Periodontal disease has been associated with heart problems. Now investigators find that such gum infections may also be tied to the autoimmune condition rheumatoid arthritis.
What Is the Connection?
The study identified a type of bacteria, Aggregatibacter actinomycetemcomitans, that provokes the immune system into overreacting in both gum disease and severe arthritis. Doctors have long suspected a link between RA and periodontal infections, but they had not identified the responsible germ.
A. actinomycetemcomitans apparently puts a process called protein citrullination into overdrive. Hypercitrullination in turn signals the immune system to produce antibodies against these proteins.
The antibodies also attack the individual’s tissues and cause destruction. That is a hallmark of rheumatoid arthritis.
Not everyone with rheumatoid arthritis is infected with the bacteria that has been identified, so the researchers will now be looking for others that act in a similar manner to trigger an overactive autoimmune response. It might eventually lead to the development of medications that could kill the germs triggering the inflammation and thus stop joint destruction before it gets too far along.
Other risk factors have been identified for rheumatoid arthritis. Some research shows that people who have been exposed to mercury are more likely to develop RA. Sun exposure (and presumably the attendant vitamin D produced by sunlit skin) appears to be protective.
Rheumatoid arthritis has also been associated with inflammation of the blood vessels (Best Practice & Research. Clinical Rheumatology, Oct., 2016). We don’t know if the inflammation is caused by infection with A. actinomycetemcomitans, but infection may cause inflammation, and inflammation of blood vessels might contribute to heart trouble. Other infections, such as Bartonella, have also been linked to RA.

● ● ● ●

**What you need to do**. Can you sum up the text on gum infection and rheumatoid arthritis in two sentences?

[Stored data]
● ● ● ●

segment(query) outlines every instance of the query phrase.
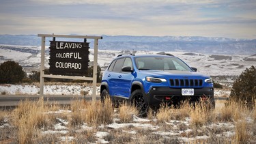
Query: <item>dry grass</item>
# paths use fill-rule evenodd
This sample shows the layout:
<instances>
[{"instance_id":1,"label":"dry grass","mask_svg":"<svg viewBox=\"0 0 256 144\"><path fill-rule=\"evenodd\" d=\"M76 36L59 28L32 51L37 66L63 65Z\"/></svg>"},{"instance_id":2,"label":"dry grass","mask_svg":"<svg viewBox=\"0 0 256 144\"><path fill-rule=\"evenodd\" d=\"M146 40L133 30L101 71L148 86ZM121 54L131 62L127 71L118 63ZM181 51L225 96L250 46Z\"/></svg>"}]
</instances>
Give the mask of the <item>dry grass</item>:
<instances>
[{"instance_id":1,"label":"dry grass","mask_svg":"<svg viewBox=\"0 0 256 144\"><path fill-rule=\"evenodd\" d=\"M67 112L57 113L60 109ZM132 115L137 114L134 106L124 104L115 113L109 99L104 103L74 100L66 107L42 100L25 100L12 111L0 111L0 126L6 123L11 125L0 128L0 143L100 143L97 132L107 132L101 139L109 143L254 143L256 140L255 110L248 111L236 103L214 111L199 104L191 107L184 103L178 109L162 104L156 115L149 115L147 119L152 120L141 122L133 121ZM106 126L113 122L114 114L120 123L131 124L117 129ZM220 124L225 121L225 125L229 126ZM138 124L151 125L154 128L141 128ZM63 130L67 133L55 129L55 124L66 127ZM90 129L82 128L84 126ZM48 130L59 132L43 134ZM200 138L205 136L208 137ZM61 136L66 139L61 142ZM74 139L69 141L69 136Z\"/></svg>"},{"instance_id":2,"label":"dry grass","mask_svg":"<svg viewBox=\"0 0 256 144\"><path fill-rule=\"evenodd\" d=\"M234 143L248 143L250 140L248 124L245 119L236 124L235 135L233 137Z\"/></svg>"},{"instance_id":3,"label":"dry grass","mask_svg":"<svg viewBox=\"0 0 256 144\"><path fill-rule=\"evenodd\" d=\"M214 121L216 119L213 111L209 109L203 103L196 103L190 111L191 126L202 126Z\"/></svg>"},{"instance_id":4,"label":"dry grass","mask_svg":"<svg viewBox=\"0 0 256 144\"><path fill-rule=\"evenodd\" d=\"M184 120L186 117L190 116L191 110L191 106L188 101L182 102L179 109L173 108L171 119L174 120Z\"/></svg>"},{"instance_id":5,"label":"dry grass","mask_svg":"<svg viewBox=\"0 0 256 144\"><path fill-rule=\"evenodd\" d=\"M119 108L120 122L128 123L133 121L133 116L139 114L134 106L124 104Z\"/></svg>"},{"instance_id":6,"label":"dry grass","mask_svg":"<svg viewBox=\"0 0 256 144\"><path fill-rule=\"evenodd\" d=\"M222 121L238 121L249 115L250 111L238 102L230 102L222 108L220 113L219 118Z\"/></svg>"},{"instance_id":7,"label":"dry grass","mask_svg":"<svg viewBox=\"0 0 256 144\"><path fill-rule=\"evenodd\" d=\"M256 107L254 107L253 109L253 118L254 122L256 123Z\"/></svg>"},{"instance_id":8,"label":"dry grass","mask_svg":"<svg viewBox=\"0 0 256 144\"><path fill-rule=\"evenodd\" d=\"M158 122L164 123L170 121L173 109L171 109L166 104L162 104L158 111L156 113Z\"/></svg>"},{"instance_id":9,"label":"dry grass","mask_svg":"<svg viewBox=\"0 0 256 144\"><path fill-rule=\"evenodd\" d=\"M13 123L18 128L19 143L32 143L37 130L47 126L44 111L43 99L35 102L25 100L18 104L13 113Z\"/></svg>"},{"instance_id":10,"label":"dry grass","mask_svg":"<svg viewBox=\"0 0 256 144\"><path fill-rule=\"evenodd\" d=\"M113 122L113 107L110 98L106 98L104 103L93 101L86 104L86 113L84 114L85 121L89 126L108 124Z\"/></svg>"}]
</instances>

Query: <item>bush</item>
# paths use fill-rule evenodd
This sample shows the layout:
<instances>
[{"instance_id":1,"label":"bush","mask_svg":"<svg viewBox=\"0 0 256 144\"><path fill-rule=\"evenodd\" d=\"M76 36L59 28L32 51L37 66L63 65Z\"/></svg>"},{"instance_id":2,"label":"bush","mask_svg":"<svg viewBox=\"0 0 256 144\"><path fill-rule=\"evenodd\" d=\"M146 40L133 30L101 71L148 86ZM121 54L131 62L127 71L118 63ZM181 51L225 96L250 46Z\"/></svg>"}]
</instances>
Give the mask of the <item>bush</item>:
<instances>
[{"instance_id":1,"label":"bush","mask_svg":"<svg viewBox=\"0 0 256 144\"><path fill-rule=\"evenodd\" d=\"M18 83L25 76L23 68L15 61L8 61L0 65L0 83Z\"/></svg>"},{"instance_id":2,"label":"bush","mask_svg":"<svg viewBox=\"0 0 256 144\"><path fill-rule=\"evenodd\" d=\"M220 83L216 83L214 82L214 88L218 88L218 89L223 89L223 87L222 85L221 85Z\"/></svg>"},{"instance_id":3,"label":"bush","mask_svg":"<svg viewBox=\"0 0 256 144\"><path fill-rule=\"evenodd\" d=\"M233 84L230 100L242 102L252 109L256 98L256 68L246 68Z\"/></svg>"},{"instance_id":4,"label":"bush","mask_svg":"<svg viewBox=\"0 0 256 144\"><path fill-rule=\"evenodd\" d=\"M33 82L40 81L40 72L33 70L29 78Z\"/></svg>"}]
</instances>

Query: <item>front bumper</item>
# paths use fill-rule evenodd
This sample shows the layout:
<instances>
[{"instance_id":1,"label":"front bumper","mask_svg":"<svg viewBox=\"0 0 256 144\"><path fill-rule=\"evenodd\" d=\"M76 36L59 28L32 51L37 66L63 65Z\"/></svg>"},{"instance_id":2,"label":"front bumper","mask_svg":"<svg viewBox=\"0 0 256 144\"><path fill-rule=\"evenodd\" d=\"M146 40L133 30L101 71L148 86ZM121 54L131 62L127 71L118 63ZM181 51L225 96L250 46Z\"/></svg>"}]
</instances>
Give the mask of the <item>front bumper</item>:
<instances>
[{"instance_id":1,"label":"front bumper","mask_svg":"<svg viewBox=\"0 0 256 144\"><path fill-rule=\"evenodd\" d=\"M145 100L151 106L159 107L162 102L177 105L182 101L190 102L204 100L215 106L214 89L212 87L194 88L194 96L182 96L181 88L152 87L145 94Z\"/></svg>"}]
</instances>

● ● ● ●

**Output below**. Researchers have identified a bacterium, Aggregatibacter actinomycetemcomitans, that puts protein citrullination into overdrive and provokes the immune system into overreacting in both gum disease and severe rheumatoid arthritis, producing antibodies that also attack the person's own tissues. Because not everyone with rheumatoid arthritis is infected with this bacterium, the researchers will look for other germs that act in a similar way, which might eventually lead to medications that kill the triggering germs and stop joint destruction before it gets too far along.